TEXT SEGMENT
════════

Exhibit 5
| | Thelen Reid & Priest LLP Attorneys At Law
New York, NY 10022-6225 |
May 11, 2006
Javelin Pharmaceuticals, Inc. 130 West 42nd Street 12th Floor New York, New York 10036 |
Ladies and Gentlemen:
We have acted as counsel to Javelin Pharmaceuticals, Inc., a Delaware corporation (the “Company”), in connection with the preparation of Post-Effective Amendment No. 1 to Form SB-2 on a Registration Statement on Form S-1 (the “Registration Statement”) relating to the registration of (a) 14,636,378 shares of the Company’s Common Stock, $0.001 par value per share (the “Common Stock”), and (b) up to 226,314 shares of Common Stock issuable upon exercise of warrants (the “Warrants”), which the Company had issued in various private placements (the “Private Placements”).
This opinion is being rendered in connection with the filing by the Company of the Registration Statement with the Securities and Exchange Commission.
For purposes of this opinion, we have examined originals or copies, certified or otherwise identified to our satisfaction, of (i) the Registration Statement; (ii) the Certificate of Incorporation and By-Laws of the Company, as in effect on the date hereof; (iii) the warrant agreements relating to the Warrants; (iv) the agreements and documents relating to the Private Placements; (v) the resolutions adopted by the Board of Directors of the Company relating to the Private Placements and the filing of the Registration Statement; and (vi) such other documents, certificates or other records as we have deemed necessary or appropriate.
Based upon the foregoing, and subject to the qualifications hereafter expressed, we are of the opinion that:
| (1) | The Company is a corporation duly organized, validly existing, and in good standing under the laws of the State of Delaware. |
| (2) | The shares of Common Stock included in the Registration Statement which are presently issued and outstanding were duly authorized, validly issued and are fully paid and non-assessable. |
Javelin Pharmaceuticals, Inc.

════════

AVAILABLE DATA
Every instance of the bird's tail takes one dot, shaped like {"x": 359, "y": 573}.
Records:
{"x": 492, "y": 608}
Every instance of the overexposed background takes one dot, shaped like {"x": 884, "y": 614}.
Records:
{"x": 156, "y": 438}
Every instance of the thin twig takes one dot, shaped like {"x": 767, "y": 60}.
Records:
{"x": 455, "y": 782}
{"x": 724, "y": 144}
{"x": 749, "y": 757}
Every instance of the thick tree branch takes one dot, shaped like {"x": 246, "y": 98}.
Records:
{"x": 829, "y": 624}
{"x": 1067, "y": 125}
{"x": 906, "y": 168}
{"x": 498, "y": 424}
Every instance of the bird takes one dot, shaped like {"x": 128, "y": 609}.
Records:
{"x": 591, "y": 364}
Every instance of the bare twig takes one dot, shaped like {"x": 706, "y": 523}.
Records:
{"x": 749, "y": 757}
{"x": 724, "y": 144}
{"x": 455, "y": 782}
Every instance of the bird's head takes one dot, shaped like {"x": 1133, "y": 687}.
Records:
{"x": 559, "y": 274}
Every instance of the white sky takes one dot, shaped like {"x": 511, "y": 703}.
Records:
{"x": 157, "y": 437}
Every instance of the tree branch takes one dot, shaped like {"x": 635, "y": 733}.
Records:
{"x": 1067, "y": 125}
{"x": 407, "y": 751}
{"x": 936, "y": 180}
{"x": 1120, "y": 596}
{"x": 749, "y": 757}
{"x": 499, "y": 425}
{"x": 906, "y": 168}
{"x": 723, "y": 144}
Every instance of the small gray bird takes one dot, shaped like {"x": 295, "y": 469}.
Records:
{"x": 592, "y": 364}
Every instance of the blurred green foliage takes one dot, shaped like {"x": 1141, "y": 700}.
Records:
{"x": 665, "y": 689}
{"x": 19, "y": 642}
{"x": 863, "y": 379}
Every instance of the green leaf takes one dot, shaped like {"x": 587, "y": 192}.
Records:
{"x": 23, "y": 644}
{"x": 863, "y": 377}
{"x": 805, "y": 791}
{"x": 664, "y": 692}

════════

WHAT TO DO
(1) From the opinion letter, extract the passage from "This opinion is" to "and Exchange Commission.".
(2) According to the opinion letter, how many shares of Common Stock issuable upon exercise of warrants does the registration cover?
The rows have nothing to do with this work.

SET OF ANSWERS
(1)
This opinion is being rendered in connection with the filing by the Company of the Registration Statement with the Securities and Exchange Commission.

(2) Up to 226,314 shares.